**Extrait à examiner**
· · ·

Un « art de gouverner à l’âge des singularités »
Ce livre annonce la création d’une collection, Le compte à rebours, s’attelant « à la refondation d’une culture politique ». Il complète par bien des aspects Le bon gouvernement, paru en 2015 (voir la note dans Metis). Il s’agit de combattre aussi bien les populismes qui se « cantonnent à exprimer une démocratie de rejet et d’incantation et ne s’attaquent pas aux mécanismes et structures qui sont la cause des épreuves dont ces émotions sont dérivées », que le pouvoir d’une technostructure qui ne voit dans les émotions qu’une atteinte à « l’ordre de la raison », et finalement un danger pour « l’ordre social ». À la fin du livre, l’historien Emmanuel Fureix rappelle, qu’historiquement et dans le regard des « pouvoirs et des élites », les affects qu’éprouvent les « classes inférieures à l’égard des classes supérieures, et en particulier le plus dangereux d’entre eux, l’envie, pouvait miner de l’intérieur les sociétés démocratiques ». On pourrait ajouter que cette disqualification des émotions a historiquement servi à justifier le patriarcat, les femmes étant supposées leur être soumises, quand les hommes les tenaient à distance. Shakespeare, Balzac et quelques autres avaient pourtant éloquemment montré le contraire !

· · ·

**Données d'ancrage d'objets en langage naturel**
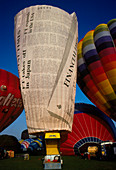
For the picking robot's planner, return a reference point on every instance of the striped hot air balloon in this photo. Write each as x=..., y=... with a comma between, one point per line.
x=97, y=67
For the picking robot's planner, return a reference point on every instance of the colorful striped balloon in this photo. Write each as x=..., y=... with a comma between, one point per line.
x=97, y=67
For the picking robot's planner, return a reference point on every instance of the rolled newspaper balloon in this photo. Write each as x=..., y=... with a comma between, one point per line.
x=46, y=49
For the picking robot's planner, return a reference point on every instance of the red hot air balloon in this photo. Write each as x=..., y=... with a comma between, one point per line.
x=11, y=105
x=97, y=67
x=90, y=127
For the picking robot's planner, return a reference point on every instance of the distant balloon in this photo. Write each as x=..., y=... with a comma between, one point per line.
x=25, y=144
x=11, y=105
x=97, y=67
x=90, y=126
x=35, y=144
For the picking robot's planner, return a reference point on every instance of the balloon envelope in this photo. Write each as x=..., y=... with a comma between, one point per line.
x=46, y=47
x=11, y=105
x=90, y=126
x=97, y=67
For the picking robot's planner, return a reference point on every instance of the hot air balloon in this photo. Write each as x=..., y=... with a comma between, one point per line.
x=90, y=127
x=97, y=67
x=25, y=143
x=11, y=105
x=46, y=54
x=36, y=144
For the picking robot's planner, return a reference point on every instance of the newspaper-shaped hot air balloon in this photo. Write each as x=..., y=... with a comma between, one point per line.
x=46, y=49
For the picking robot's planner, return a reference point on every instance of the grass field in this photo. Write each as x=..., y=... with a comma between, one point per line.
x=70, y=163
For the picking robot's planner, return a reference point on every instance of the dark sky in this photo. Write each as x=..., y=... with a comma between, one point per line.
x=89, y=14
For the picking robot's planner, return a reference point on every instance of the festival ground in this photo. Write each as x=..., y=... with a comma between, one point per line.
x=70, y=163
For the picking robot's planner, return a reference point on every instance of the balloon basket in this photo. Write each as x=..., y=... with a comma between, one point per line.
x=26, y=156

· · ·

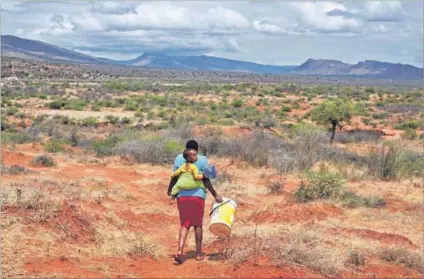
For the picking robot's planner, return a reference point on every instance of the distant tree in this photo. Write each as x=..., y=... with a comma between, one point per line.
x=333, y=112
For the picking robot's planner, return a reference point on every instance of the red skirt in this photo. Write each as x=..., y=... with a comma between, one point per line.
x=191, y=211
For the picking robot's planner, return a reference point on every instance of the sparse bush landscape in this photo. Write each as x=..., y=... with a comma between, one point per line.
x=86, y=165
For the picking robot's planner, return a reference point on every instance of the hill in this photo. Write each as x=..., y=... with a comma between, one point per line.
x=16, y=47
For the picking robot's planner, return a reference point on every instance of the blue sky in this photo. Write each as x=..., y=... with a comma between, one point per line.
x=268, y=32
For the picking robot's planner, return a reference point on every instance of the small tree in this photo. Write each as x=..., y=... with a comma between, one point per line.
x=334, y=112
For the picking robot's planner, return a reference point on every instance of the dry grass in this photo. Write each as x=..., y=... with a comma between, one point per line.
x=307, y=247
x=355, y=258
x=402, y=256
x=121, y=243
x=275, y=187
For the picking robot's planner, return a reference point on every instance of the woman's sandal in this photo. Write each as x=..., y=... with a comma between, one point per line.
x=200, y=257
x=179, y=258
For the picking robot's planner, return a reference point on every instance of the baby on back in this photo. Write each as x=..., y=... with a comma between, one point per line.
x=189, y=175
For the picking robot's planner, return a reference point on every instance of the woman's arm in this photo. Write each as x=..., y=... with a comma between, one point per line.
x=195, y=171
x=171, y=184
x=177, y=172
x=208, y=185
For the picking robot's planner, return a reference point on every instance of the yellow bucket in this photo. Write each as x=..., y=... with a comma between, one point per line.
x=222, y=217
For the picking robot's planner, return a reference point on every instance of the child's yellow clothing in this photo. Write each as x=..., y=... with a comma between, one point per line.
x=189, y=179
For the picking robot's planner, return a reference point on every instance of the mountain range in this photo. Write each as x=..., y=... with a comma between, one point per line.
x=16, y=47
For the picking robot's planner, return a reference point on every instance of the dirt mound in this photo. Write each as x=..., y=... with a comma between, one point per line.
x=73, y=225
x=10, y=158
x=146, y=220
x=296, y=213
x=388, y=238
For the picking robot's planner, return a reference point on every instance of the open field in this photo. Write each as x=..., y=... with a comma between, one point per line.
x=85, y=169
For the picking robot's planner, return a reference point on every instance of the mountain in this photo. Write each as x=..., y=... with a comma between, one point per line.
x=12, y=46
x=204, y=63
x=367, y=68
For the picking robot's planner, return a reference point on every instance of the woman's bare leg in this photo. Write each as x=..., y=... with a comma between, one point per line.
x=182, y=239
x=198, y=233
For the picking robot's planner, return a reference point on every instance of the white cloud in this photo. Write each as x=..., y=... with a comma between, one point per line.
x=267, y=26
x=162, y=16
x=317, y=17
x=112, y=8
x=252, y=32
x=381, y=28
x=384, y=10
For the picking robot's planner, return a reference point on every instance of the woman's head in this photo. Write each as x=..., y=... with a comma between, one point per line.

· · ·

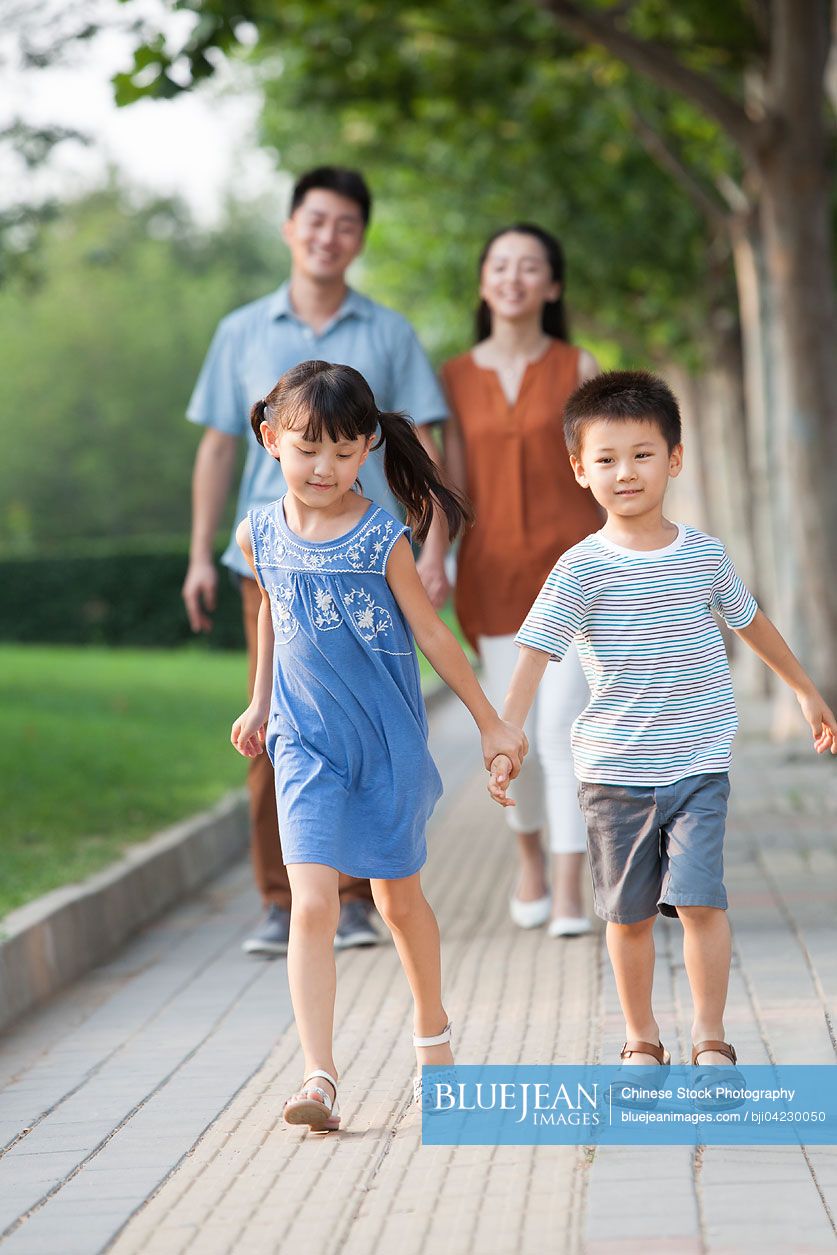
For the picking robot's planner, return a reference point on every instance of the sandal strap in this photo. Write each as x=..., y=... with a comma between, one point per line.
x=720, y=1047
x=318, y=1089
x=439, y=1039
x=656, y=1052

· · ·

Rédigez la suite de la recension sur l'art de gouverner face aux émotions politiques, en reprenant après sa dernière phrase.

**Réponse produite**
À l’opposé de cette conception, Pierre Rosanvallon propose de prendre sérieusement en compte le système formé par les épreuves de la vie, les émotions qu’elles suscitent, et les attentes qui s’y forment. La refondation d’une culture politique échouera si elle ignore l’écart entre les analyses « objectives » de la société et « le paysage émotionnel du pays qui dessine son nouvel horizon d’attente ». Paysage émotionnel que des films et romans nous aident à comprendre, car « quand compter n’est pas possible, c’est en racontant que l’on cerne ce qui se passe dans les profondeurs de la société ».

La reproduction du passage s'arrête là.